**Objective:**
Write out exactly the lines below that run from the line containing "Target: windshield" through the last line of the records.

**Task input:**
----

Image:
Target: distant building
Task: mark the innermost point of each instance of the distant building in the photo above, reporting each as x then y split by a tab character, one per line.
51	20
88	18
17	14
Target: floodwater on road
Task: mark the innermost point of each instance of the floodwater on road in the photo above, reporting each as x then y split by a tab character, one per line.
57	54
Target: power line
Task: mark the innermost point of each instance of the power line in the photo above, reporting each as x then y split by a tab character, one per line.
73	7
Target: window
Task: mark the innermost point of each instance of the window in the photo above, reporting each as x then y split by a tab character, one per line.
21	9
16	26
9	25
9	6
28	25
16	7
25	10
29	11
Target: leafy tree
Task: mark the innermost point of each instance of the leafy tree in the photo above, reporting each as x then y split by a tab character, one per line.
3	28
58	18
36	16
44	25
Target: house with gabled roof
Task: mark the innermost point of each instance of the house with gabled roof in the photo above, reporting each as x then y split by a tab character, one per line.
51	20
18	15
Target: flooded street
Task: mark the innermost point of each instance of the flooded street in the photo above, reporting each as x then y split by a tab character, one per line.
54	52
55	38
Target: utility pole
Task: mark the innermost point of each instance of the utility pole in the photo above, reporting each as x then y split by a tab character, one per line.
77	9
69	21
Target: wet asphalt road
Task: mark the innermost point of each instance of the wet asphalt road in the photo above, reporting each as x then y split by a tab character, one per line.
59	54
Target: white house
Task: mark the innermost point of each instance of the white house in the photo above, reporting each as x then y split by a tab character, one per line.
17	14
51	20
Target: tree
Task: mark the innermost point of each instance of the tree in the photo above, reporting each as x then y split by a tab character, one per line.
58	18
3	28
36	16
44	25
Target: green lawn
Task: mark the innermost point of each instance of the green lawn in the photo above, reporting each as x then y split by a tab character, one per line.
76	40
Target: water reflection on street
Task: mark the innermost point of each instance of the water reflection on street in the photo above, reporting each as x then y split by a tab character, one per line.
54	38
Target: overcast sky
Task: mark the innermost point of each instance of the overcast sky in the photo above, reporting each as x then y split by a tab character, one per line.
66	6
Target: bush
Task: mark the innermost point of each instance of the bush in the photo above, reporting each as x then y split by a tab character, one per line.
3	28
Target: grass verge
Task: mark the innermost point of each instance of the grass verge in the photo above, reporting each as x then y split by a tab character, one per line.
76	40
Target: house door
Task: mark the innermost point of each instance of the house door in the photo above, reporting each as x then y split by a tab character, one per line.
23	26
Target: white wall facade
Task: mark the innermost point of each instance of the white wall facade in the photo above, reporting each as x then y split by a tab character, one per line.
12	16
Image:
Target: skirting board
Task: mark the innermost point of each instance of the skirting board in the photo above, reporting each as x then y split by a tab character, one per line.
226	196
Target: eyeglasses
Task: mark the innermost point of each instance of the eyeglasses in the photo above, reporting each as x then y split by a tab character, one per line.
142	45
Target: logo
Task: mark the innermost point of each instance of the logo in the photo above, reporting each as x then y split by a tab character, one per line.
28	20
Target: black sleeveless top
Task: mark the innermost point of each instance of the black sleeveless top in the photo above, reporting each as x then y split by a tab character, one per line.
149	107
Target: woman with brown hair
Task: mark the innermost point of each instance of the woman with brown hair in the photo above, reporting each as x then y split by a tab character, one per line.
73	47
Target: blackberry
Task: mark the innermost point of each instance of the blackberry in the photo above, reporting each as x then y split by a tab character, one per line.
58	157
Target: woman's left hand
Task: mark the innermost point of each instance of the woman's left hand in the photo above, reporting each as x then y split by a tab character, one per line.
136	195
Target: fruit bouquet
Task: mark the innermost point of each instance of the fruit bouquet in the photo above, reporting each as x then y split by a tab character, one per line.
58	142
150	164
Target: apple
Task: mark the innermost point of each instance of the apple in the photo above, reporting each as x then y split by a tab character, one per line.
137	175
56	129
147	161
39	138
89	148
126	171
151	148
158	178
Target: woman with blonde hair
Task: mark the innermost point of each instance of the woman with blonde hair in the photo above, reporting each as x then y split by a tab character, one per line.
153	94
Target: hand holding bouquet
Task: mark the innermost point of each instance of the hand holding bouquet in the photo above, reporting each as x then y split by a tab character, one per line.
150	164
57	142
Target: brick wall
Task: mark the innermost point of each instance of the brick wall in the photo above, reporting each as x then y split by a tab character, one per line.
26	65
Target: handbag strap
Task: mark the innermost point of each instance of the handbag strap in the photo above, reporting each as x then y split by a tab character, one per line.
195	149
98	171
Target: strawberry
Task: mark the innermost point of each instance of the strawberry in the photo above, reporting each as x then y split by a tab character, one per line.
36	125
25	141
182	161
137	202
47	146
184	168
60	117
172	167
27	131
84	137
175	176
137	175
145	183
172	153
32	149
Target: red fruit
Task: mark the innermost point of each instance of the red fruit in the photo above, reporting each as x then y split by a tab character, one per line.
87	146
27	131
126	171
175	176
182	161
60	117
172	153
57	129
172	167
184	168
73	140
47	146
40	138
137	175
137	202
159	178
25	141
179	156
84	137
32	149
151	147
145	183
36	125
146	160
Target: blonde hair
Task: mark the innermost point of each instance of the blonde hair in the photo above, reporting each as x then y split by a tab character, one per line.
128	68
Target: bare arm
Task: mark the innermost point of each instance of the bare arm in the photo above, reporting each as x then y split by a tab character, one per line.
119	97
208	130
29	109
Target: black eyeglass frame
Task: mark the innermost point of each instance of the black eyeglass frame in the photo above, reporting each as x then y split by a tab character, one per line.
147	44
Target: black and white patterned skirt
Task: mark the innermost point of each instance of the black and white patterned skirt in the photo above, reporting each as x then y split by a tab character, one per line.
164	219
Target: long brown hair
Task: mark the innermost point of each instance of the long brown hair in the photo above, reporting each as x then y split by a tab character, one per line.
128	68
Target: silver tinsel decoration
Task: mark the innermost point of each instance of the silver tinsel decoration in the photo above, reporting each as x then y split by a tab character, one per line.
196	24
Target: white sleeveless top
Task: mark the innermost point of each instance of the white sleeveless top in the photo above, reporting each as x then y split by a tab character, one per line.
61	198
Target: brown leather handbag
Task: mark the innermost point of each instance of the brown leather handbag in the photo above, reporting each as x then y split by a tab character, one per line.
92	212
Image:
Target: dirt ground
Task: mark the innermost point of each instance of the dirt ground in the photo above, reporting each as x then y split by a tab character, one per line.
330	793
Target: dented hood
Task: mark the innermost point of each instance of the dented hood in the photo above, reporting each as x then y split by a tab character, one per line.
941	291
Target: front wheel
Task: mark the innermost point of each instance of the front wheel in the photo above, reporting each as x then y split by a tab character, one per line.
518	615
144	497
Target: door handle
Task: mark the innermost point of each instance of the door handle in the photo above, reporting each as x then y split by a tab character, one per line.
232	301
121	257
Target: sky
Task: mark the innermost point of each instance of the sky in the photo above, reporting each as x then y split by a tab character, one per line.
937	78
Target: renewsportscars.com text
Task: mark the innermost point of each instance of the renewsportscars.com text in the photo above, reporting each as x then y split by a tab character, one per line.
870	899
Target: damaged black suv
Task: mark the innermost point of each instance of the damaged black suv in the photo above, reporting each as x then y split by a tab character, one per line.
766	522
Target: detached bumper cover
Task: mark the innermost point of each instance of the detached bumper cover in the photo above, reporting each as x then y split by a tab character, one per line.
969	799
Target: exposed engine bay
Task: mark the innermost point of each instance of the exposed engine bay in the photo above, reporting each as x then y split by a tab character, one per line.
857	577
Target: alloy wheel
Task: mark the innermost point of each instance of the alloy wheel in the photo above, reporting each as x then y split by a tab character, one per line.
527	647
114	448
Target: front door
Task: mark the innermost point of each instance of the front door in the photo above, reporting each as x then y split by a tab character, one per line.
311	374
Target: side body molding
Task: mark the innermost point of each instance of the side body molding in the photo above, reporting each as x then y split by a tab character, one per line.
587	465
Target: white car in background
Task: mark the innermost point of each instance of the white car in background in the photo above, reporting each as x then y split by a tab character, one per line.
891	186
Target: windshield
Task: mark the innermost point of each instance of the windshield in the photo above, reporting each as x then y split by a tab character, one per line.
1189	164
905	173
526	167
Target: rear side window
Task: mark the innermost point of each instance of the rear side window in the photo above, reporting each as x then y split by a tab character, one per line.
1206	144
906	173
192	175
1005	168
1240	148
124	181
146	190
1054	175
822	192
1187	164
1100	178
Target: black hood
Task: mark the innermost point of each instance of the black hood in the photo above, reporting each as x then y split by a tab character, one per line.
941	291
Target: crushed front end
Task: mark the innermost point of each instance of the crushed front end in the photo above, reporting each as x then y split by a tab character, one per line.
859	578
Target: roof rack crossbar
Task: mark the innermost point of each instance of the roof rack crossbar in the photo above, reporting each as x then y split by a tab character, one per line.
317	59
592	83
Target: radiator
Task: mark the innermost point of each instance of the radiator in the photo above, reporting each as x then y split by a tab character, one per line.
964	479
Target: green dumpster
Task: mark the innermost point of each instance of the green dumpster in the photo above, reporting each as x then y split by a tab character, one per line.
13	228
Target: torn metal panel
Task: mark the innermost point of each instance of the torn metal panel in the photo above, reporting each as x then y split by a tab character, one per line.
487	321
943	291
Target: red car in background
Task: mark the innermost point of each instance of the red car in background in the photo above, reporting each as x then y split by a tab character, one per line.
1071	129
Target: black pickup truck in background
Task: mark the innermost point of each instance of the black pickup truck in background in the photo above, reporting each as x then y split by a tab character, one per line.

----

**Exercise result:**
Target: windshield
Task: mark the innermost point of each instance of the windshield in the photo above, reporting each as x then y split by a tab character, one per line.
1189	164
905	173
526	167
Target: rear side window
Task: mark the innermost point of each instance of the rear side window in the photo above, reporting each as x then y split by a tab character, one per line.
1206	144
906	173
192	175
1005	168
1240	148
124	181
146	190
1054	175
822	192
1187	164
1100	178
Target: black hood
Task: mark the innermost point of each instance of the black hood in the photo above, reporting each as x then y split by a tab character, one per line.
941	291
Target: crushed front end
Task: mark the innermost point of each instance of the crushed front end in the photo above, reporting each as x then y split by a tab character, one per line.
859	578
Target: roof rack crossbar
Task: mark the innermost point of each instance of the roof rack crossbar in the photo above, reporting each as x then y split by a tab character, one per line.
317	59
592	83
Target: radiator
Task: mark the innermost point of each instance of the radiator in the photo above, reporting each as x then y split by a tab character, one per line.
964	479
Target: green dumpster
Task: mark the innermost point of each instance of the green dumpster in the photo above, reporting each as x then y split by a tab character, one per line.
13	228
Target: torn metal panel
Task: mark the innermost point of each instance of the torn metal panel in the photo above, reporting each as x then y split by a tab character, one per line.
487	321
943	291
Target: red car in background
Task: mark the innermost point of each instance of the red car in background in the photo above, reporting each as x then y split by a tab character, one per line.
1071	129
Target: black pickup truck in background
Task: mark the innermost point of each instance of the black pickup truck in background in the photo above, reporting each as x then y split by a tab character, one per line.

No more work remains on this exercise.